### TEXT EXCERPT
History is not the past itself, but only that tiny portion of the past that human beings remember. I’ve shared in a previous post the memorable word picture that C. S. Lewis has given us to illustrate that distinction. In his essay “Historicism,” Lewis concluded that even a single moment involves more than we could ever document, much less comprehend. He then went on to define the past in this way:
The past . . . in its reality, was a roaring cataract of billions upon billions of such moments: any one of them too complex to grasp in its entirety, and the aggregate beyond all imagination. By far the greater part of this teeming reality escaped human consciousness almost as soon as it occurred. . . . At every tick of the clock, in every inhabited part of the world, an unimaginable richness and variety of “history” falls off the world into total oblivion.
“The secret things belong to the Lord our God,” Deuteronomy 29:29 tells us. Only “those things which are revealed belong to us.” If the past is a domain that God has created, then Lewis’s metaphor drives home a discomfiting truth: The Lord has chosen to keep most of the past hidden from us.
This is not a limitation we are disposed to accept. We chafe against it, and when it suits our purposes, we fill in the gaps in God’s revelation with a “past” of our own imagining. There’s nothing intrinsically wrong about imagining what the past might have been like, of course. The problem comes when we mistake this imagined past for reality. To say that this happens all the time would be an understatement. Typically, only a portion of popular memory of the past is firmly grounded in historical evidence. The other part—often the more entertaining part—consists of stuff somebody made up.
Americans have long struggled with the temptation to make up stuff about the First Thanksgiving. That is because we have loaded with great significance an event about which almost no firsthand evidence survives. The only surviving firsthand account of a celebration in Plymouth in 1621 comes from the pen of Pilgrim Edward Winslow, an assistant to the Plymouth Colony’s governor, William Bradford. Upon the arrival of a ship from England in November 1621, Winslow crafted a cover letter to accompany reports to be sent back to the London merchants who were financing the Pilgrims’ venture. In his letter—the main purpose of which was to convince the investors that they weren’t throwing their money away—Winslow described the houses the Pilgrims had built, listed the crops they had planted, and emphasized the success they had been blessed with. To underscore the latter, he added five sentences describing the abundance they now enjoyed.

### WRITTEN EXERCISE
According to the essay excerpt on history and the First Thanksgiving, who wrote the only surviving firsthand account of a celebration in Plymouth in 1621?

Pointing and labeling items:
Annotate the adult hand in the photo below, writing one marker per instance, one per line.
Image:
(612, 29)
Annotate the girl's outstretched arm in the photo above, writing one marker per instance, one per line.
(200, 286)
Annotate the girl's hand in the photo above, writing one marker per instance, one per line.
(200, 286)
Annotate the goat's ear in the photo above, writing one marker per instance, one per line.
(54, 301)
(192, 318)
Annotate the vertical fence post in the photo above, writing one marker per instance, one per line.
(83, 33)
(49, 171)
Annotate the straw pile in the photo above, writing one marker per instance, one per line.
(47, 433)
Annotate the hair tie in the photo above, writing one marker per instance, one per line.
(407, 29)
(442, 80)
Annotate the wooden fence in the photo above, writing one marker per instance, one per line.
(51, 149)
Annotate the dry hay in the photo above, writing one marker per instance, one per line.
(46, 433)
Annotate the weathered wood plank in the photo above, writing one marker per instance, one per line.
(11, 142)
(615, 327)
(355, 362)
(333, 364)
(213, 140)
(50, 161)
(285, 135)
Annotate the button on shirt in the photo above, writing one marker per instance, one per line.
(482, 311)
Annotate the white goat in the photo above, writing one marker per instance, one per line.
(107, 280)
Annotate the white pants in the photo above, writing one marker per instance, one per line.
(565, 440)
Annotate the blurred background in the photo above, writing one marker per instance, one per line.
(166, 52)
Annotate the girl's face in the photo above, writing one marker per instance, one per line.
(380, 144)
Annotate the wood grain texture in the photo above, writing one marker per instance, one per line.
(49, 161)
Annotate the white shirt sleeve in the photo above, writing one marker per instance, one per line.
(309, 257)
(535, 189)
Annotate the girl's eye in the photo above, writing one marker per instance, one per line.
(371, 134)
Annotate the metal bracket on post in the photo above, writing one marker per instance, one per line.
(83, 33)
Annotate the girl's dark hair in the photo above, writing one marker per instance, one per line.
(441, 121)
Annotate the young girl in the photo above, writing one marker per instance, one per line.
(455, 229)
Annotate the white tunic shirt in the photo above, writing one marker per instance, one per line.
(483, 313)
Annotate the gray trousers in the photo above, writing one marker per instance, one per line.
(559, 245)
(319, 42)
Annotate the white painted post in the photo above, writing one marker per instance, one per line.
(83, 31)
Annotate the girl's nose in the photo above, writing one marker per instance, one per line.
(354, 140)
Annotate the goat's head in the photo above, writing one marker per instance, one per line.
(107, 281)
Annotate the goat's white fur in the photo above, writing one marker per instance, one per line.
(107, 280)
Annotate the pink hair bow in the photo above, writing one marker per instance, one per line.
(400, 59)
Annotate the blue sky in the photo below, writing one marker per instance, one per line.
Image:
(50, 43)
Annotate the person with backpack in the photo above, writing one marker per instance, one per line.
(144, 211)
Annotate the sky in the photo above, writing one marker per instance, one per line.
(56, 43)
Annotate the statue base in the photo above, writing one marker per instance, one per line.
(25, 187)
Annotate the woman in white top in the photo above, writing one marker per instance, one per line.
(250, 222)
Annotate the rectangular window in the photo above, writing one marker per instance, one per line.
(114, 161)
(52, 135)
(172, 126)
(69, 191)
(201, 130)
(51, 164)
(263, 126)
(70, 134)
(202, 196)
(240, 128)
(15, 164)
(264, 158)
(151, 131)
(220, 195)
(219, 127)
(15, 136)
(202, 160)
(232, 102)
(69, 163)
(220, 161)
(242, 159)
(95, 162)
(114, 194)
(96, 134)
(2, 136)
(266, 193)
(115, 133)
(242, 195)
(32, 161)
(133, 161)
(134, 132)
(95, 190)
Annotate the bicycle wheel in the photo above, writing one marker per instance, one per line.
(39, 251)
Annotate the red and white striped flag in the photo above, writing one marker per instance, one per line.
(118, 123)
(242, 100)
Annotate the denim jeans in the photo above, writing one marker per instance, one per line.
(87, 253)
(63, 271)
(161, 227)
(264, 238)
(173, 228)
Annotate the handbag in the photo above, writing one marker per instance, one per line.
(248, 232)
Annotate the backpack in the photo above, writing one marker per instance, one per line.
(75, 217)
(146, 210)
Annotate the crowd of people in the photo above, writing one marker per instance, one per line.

### RESULT
Pilgrim Edward Winslow, an assistant to the Plymouth Colony's governor, William Bradford.